■ **Your assignment**
Answer these questions from the article on vaccine diplomacy below:
(a) To which president was Henry Kissinger an ambassador?
(b) About what share of Americans have had at least one vaccine dose?
(c) Through which WHO-backed initiative could bulk vaccine supplies be shared?

■ **Extract to read**
“Empires have no interest in operating within an international system; they aspire to be the international system”, wrote Henry Kissinger, the famed Cold War ambassador to President Nixon and adviser to countless presidents ever since.
Kissinger was writing about empires in history, particularly in reference to the growing threat that Russia, formerly the USSR, presented to Eastern Europe in the mid-twentieth century.
But the quotation applies just as well today, in the post-pandemic era in which the same power players are, once again, jockeying for international dominance. But instead of fighting through theoretical frameworks of government – capitalism versus communism – these power players are fighting with vaccine supplies.
Setting the stage for a diplomatic battle that will define the new geopolitical order post-pandemic.
Recently the United States pivoted its stance from hoarding excess vaccines to disseminating them across various geographies. While around half of all Americans have had at least one dose, less than a single percentage of people in low-income countries have been vaccinated.
Most of these countries have turned to Russia and China, the world’s second leading producer of vaccines after the United States, for vaccine supplies. But now that Americans seem to have capped off the total number of vaccinations they are willing to receive, the United States is setting its sights international.
President Biden now has a choice – either send vaccines directly to individual countries, or send share bulk vaccine supplies through the WHO-backed COVAX initiative – or, what White House officials indicate is most likely – pursue some combination of the two.

■ **Provided data**

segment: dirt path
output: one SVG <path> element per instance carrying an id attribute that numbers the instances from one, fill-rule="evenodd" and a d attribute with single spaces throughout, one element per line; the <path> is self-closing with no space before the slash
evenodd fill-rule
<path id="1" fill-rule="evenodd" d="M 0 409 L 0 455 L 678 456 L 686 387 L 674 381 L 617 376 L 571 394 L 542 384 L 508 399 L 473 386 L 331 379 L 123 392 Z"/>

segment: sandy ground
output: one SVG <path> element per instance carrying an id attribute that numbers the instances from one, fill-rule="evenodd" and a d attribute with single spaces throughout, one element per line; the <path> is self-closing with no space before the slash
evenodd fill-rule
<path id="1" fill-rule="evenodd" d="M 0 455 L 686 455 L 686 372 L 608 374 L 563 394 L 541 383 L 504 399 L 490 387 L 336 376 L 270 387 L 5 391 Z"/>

==

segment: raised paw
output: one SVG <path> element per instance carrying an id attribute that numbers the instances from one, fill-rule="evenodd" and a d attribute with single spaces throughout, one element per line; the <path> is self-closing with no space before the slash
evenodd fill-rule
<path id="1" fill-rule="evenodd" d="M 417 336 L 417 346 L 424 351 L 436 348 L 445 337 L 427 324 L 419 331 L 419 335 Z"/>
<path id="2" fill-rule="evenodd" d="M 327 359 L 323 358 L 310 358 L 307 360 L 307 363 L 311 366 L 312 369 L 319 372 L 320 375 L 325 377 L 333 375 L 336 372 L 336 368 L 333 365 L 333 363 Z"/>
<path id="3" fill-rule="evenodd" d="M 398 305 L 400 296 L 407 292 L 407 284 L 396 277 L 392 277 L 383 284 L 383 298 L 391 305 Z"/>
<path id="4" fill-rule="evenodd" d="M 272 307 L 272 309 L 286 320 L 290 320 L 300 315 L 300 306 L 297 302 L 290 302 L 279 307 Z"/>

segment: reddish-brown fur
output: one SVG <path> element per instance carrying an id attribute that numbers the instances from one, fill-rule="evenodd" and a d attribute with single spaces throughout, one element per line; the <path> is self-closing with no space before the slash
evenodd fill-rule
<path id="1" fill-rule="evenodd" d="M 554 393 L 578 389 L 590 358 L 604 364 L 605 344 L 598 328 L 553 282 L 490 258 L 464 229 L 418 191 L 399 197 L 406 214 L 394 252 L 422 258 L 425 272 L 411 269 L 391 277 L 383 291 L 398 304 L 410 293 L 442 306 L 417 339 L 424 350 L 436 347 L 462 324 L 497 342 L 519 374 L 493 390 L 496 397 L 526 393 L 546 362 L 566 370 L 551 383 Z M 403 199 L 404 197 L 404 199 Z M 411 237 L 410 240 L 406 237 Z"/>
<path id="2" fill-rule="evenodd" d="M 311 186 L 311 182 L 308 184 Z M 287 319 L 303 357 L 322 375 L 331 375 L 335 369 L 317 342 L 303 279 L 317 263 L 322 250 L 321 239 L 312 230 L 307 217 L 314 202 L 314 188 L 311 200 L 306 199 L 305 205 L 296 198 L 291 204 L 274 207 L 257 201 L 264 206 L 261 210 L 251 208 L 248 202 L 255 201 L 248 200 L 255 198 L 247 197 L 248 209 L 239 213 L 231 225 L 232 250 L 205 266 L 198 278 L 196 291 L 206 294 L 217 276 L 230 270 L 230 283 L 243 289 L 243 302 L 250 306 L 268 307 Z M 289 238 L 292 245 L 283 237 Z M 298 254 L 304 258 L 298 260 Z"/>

■ **Task response**
(a) President Nixon
(b) Around half
(c) The COVAX initiative